* _Material_:

□ □ □

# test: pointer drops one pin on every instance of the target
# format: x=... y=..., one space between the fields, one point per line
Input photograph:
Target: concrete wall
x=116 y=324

□ □ □

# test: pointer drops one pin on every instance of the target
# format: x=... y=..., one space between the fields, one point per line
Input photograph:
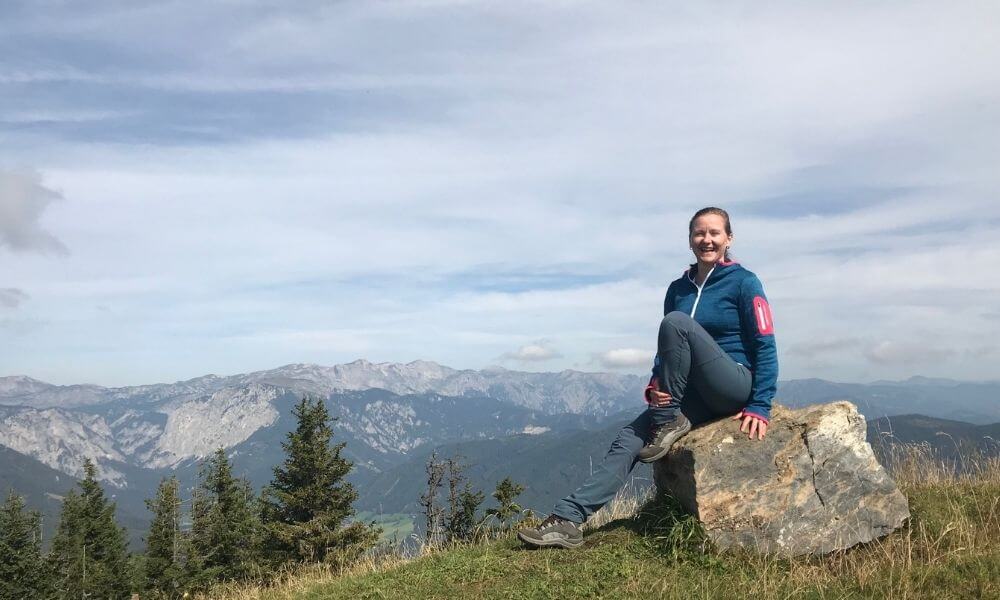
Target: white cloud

□ □ □

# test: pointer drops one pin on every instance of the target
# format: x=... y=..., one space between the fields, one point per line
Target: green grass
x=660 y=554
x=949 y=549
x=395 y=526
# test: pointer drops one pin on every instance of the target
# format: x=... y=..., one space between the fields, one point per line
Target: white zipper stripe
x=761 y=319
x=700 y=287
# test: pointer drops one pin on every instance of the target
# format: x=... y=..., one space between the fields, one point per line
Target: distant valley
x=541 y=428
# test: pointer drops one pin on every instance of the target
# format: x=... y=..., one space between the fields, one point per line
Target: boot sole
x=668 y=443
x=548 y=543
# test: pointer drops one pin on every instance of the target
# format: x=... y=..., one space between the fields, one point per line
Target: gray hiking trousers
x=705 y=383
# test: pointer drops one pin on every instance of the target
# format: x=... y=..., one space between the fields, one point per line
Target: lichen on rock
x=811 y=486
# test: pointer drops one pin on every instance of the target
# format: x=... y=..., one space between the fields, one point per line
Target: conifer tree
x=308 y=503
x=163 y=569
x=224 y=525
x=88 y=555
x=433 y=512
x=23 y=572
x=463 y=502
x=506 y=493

□ □ □

* _The problem_:
Identify every line in the entries above that contains the word "white", and copy each of those lines.

* _Exercise answer_:
Target: white cloud
Target: white zipper stripe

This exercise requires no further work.